PAGE TEXT:
Reformation of the country’s administrative system, in the sense of improvement, is urgently necessary.

There was a time when villages were far apart from each other. There were no roads and other developments that could bring the country’s administrative structure to a more compact and efficient system. A village with less than 50 households, for example, could become a gewog.

Times have changed. With the kind of development that we have continued to witness over the years, we have much more to look ahead than hold on the past. And that will happen only with a radical change in the way we look at our system of governance and being able to bring ourselves to face the changing realities. That takes wisdom and courage. More importantly, a bigger national vision.

Roads have now reached the furthest village in the country but administrative burden, defined by almost unshakable bureaucracy has only deepened. Decentralisation of power has now taken a different and difficult turn. The time to change it is now.

Bringing the number of gewogs down is not about destabilising the structure of governance; it is about how efficiently we can provide services to the people.  Today, one of the biggest stumbling blocks in our effort to restructure the governance system, particularly the local government, is the sentiment of the people, influenced by the prevailing social and cultural elements.

The local government elections are nearing and the government has said that “rationalisation” of the gewogs will not happen this year. That’s fine. We need more in-depth study and consultations. Covid-19 robbed us of this vital opportunity. But the plan and exercise must go on for the sake of a better administrative structure in the future.

AVAILABLE DATA:
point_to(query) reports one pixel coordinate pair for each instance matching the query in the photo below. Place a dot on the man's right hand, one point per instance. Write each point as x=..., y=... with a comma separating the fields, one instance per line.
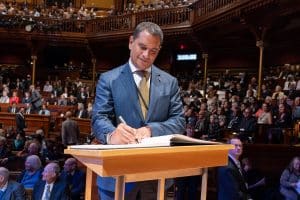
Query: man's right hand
x=123, y=134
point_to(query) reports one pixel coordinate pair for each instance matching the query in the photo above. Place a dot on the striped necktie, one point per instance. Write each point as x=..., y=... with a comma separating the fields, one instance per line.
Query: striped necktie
x=144, y=92
x=48, y=192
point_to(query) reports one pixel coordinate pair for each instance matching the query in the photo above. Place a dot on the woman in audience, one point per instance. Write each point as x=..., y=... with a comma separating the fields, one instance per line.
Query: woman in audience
x=282, y=121
x=14, y=98
x=265, y=116
x=296, y=109
x=290, y=179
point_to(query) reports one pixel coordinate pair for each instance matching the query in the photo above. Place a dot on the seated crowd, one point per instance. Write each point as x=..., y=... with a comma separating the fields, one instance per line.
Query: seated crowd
x=60, y=10
x=238, y=111
x=232, y=107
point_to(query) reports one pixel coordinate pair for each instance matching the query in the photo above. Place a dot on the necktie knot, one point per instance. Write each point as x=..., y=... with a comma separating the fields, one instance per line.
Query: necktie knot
x=144, y=74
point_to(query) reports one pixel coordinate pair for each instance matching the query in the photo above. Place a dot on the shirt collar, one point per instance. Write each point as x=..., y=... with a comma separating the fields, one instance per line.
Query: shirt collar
x=237, y=162
x=134, y=69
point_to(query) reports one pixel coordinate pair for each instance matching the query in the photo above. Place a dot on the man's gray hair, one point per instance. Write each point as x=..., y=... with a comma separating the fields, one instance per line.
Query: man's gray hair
x=151, y=28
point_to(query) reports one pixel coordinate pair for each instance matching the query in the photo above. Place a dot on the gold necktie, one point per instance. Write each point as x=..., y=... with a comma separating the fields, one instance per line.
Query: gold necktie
x=144, y=92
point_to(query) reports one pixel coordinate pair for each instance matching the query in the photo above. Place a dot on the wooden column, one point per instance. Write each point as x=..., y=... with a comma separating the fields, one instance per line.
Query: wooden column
x=33, y=59
x=205, y=57
x=94, y=75
x=260, y=45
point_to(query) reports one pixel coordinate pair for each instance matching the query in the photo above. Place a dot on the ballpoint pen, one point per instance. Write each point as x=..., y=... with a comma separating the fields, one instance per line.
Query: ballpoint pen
x=124, y=122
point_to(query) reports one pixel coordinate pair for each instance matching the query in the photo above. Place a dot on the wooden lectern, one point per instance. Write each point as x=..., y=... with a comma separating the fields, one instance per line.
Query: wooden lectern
x=159, y=163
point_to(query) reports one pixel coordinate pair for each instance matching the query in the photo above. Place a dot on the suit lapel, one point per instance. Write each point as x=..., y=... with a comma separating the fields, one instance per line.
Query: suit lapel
x=156, y=87
x=129, y=87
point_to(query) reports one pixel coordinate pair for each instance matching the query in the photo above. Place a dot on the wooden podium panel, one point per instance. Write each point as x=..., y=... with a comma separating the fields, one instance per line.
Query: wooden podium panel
x=159, y=163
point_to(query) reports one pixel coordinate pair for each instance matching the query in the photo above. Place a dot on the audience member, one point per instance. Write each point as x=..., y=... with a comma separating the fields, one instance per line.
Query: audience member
x=29, y=109
x=4, y=151
x=74, y=177
x=32, y=172
x=69, y=130
x=255, y=180
x=10, y=189
x=51, y=187
x=81, y=111
x=36, y=98
x=18, y=143
x=4, y=98
x=289, y=180
x=14, y=98
x=247, y=127
x=13, y=108
x=231, y=182
x=44, y=110
x=26, y=99
x=20, y=122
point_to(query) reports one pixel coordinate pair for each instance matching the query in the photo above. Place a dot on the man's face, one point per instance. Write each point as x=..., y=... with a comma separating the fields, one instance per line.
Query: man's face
x=28, y=165
x=68, y=166
x=49, y=174
x=144, y=49
x=238, y=148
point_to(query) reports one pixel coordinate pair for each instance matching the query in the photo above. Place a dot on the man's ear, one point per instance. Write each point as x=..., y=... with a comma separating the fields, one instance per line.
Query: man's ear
x=130, y=42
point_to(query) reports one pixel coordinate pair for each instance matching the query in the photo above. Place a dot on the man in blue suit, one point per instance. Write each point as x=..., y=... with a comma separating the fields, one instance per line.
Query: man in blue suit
x=10, y=189
x=51, y=187
x=120, y=93
x=231, y=182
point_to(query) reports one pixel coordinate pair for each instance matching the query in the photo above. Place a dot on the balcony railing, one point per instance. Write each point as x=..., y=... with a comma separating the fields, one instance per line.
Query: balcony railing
x=187, y=16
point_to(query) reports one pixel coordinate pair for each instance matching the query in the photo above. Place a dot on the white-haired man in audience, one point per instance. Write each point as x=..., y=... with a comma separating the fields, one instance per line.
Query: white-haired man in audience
x=32, y=173
x=51, y=187
x=10, y=189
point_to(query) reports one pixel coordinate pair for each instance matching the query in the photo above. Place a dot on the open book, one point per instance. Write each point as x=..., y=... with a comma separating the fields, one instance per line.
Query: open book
x=159, y=141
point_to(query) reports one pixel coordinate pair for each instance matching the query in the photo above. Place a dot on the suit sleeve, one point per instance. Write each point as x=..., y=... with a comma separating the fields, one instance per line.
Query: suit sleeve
x=79, y=187
x=103, y=110
x=175, y=122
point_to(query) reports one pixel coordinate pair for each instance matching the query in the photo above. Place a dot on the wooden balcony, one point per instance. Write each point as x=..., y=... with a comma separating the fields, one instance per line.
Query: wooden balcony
x=179, y=20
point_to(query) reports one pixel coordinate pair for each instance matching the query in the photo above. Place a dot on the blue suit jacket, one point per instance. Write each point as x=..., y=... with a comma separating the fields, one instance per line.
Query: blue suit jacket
x=14, y=191
x=116, y=95
x=59, y=191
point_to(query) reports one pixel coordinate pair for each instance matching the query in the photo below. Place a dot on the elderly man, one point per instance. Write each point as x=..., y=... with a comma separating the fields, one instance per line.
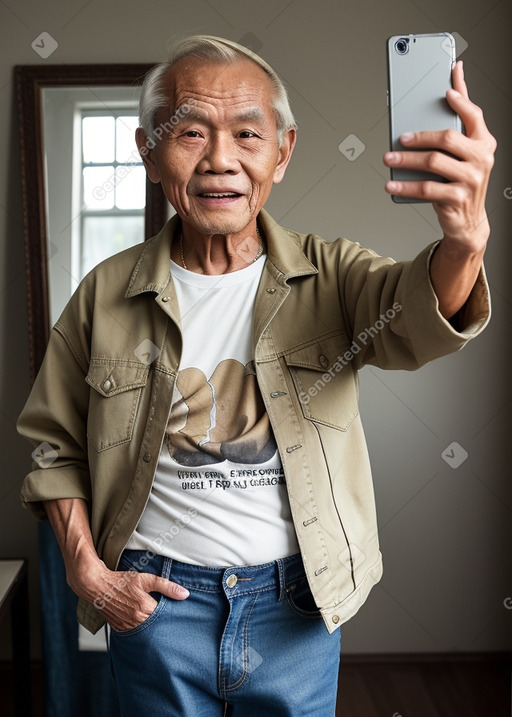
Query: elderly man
x=209, y=483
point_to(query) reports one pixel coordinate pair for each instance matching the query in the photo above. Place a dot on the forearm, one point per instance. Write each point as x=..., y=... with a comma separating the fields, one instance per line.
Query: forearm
x=69, y=518
x=453, y=274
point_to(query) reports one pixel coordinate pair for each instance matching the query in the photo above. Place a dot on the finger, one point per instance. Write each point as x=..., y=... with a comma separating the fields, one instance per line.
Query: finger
x=432, y=162
x=458, y=82
x=429, y=191
x=154, y=583
x=446, y=140
x=471, y=114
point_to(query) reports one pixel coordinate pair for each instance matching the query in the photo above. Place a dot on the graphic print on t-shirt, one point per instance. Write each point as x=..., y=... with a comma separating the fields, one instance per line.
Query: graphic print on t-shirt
x=219, y=418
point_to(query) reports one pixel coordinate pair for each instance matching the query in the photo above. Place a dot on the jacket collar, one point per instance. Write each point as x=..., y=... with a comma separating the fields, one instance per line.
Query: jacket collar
x=152, y=272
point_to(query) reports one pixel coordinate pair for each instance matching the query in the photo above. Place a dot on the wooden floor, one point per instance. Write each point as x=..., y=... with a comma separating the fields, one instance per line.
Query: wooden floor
x=385, y=687
x=425, y=687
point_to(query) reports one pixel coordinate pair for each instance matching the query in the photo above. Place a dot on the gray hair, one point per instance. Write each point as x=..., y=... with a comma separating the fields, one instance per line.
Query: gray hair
x=210, y=49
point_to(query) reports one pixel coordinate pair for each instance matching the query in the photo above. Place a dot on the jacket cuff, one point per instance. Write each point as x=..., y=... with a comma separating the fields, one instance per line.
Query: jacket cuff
x=422, y=316
x=53, y=484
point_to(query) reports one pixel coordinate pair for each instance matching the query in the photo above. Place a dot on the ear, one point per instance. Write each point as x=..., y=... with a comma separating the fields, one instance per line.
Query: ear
x=285, y=154
x=145, y=147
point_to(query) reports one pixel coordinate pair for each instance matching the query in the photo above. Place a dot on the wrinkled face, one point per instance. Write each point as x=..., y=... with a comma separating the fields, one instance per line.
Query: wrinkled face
x=219, y=154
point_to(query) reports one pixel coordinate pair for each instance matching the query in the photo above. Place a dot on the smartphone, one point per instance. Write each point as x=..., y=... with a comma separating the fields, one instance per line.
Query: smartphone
x=419, y=74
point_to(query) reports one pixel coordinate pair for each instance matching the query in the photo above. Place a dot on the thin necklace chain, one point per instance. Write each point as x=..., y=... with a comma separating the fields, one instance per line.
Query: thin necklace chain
x=258, y=253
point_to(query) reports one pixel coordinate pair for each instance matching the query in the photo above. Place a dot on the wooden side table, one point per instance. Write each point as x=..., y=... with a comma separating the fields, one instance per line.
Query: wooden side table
x=14, y=600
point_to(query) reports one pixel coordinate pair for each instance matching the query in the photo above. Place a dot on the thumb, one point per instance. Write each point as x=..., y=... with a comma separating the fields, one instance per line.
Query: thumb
x=154, y=583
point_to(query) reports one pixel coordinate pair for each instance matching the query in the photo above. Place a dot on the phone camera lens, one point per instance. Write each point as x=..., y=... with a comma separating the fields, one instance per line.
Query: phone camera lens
x=402, y=46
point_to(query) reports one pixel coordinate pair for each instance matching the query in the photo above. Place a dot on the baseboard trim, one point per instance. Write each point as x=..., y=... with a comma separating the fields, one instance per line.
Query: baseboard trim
x=425, y=657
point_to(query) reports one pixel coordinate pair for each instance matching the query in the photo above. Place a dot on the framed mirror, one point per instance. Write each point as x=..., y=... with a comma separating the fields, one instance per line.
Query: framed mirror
x=55, y=103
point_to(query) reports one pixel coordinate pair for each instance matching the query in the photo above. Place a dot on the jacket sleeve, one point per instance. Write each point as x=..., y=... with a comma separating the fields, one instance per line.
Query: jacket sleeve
x=393, y=311
x=54, y=420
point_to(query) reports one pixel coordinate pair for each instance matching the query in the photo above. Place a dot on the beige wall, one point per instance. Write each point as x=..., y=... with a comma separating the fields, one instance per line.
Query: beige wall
x=445, y=533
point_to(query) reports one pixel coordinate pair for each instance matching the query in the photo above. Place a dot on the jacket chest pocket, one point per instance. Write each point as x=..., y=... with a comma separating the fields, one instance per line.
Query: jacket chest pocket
x=114, y=400
x=325, y=382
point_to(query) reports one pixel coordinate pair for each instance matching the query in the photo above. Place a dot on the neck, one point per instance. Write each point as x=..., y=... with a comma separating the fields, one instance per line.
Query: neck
x=218, y=253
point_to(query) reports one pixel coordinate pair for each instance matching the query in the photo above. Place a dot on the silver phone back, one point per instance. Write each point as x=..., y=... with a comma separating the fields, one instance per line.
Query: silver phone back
x=418, y=80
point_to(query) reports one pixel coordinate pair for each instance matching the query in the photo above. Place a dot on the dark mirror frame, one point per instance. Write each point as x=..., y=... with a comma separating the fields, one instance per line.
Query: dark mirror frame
x=30, y=81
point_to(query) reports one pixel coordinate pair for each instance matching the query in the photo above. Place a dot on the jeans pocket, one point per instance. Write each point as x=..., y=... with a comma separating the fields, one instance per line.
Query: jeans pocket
x=137, y=562
x=300, y=598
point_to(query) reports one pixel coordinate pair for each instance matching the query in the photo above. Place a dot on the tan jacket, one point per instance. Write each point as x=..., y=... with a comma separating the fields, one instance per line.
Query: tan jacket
x=102, y=397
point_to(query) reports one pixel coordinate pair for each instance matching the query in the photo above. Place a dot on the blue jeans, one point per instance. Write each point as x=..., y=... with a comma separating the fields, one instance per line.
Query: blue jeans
x=248, y=640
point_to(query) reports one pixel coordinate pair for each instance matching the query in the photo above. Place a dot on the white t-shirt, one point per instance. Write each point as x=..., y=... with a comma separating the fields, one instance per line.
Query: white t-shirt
x=219, y=494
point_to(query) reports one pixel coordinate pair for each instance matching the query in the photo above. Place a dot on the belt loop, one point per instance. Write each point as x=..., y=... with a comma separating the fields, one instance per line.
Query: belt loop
x=282, y=578
x=166, y=567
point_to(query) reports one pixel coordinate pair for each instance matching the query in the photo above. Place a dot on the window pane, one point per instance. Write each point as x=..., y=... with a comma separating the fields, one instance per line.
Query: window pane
x=126, y=148
x=98, y=139
x=130, y=187
x=104, y=236
x=99, y=187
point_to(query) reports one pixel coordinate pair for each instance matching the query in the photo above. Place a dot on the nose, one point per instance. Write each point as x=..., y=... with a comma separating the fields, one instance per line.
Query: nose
x=219, y=156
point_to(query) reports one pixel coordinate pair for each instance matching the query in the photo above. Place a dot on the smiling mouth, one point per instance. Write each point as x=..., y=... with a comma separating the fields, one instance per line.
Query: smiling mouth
x=219, y=195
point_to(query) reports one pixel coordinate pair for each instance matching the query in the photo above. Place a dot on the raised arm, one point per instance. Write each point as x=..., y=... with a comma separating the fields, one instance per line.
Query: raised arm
x=466, y=161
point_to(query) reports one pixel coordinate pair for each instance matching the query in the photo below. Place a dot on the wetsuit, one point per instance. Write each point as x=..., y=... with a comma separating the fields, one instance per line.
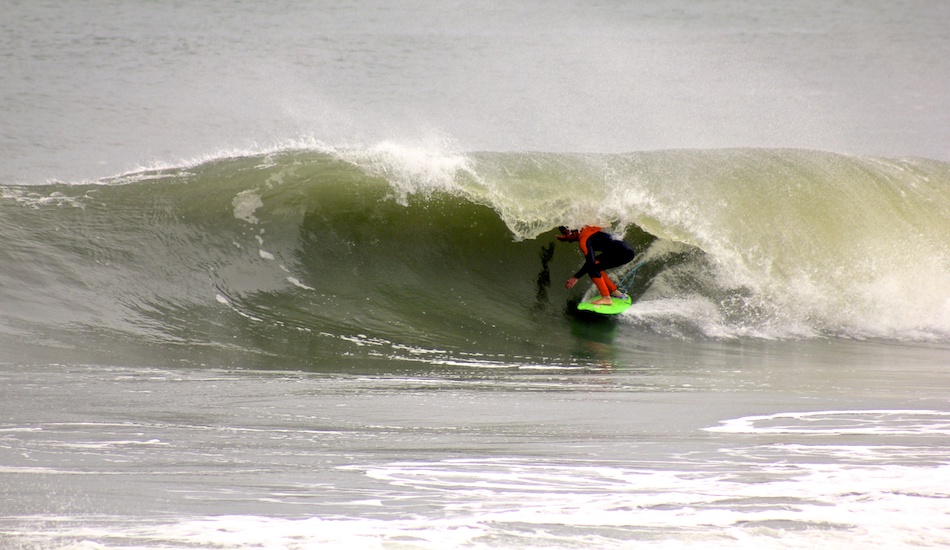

QUESTIONS ON THE MATERIAL:
[1] From the text on administrative reform, copy the passage from "Reformation of the" up to and including "bigger national vision.".
[2] Answer these questions using the text on administrative reform:
(a) In the text's example, how many households could a village have and still become a gewog?
(b) What does the text say has now reached the furthest village in the country?
(c) What does the text say robbed us of the chance for more study and consultations?

RESULTS OF THE EXERCISE:
[1]
Reformation of the country’s administrative system, in the sense of improvement, is urgently necessary.

There was a time when villages were far apart from each other. There were no roads and other developments that could bring the country’s administrative structure to a more compact and efficient system. A village with less than 50 households, for example, could become a gewog.

Times have changed. With the kind of development that we have continued to witness over the years, we have much more to look ahead than hold on the past. And that will happen only with a radical change in the way we look at our system of governance and being able to bring ourselves to face the changing realities. That takes wisdom and courage. More importantly, a bigger national vision.

[2]
(a) Less than 50 households.
(b) Roads.
(c) Covid-19.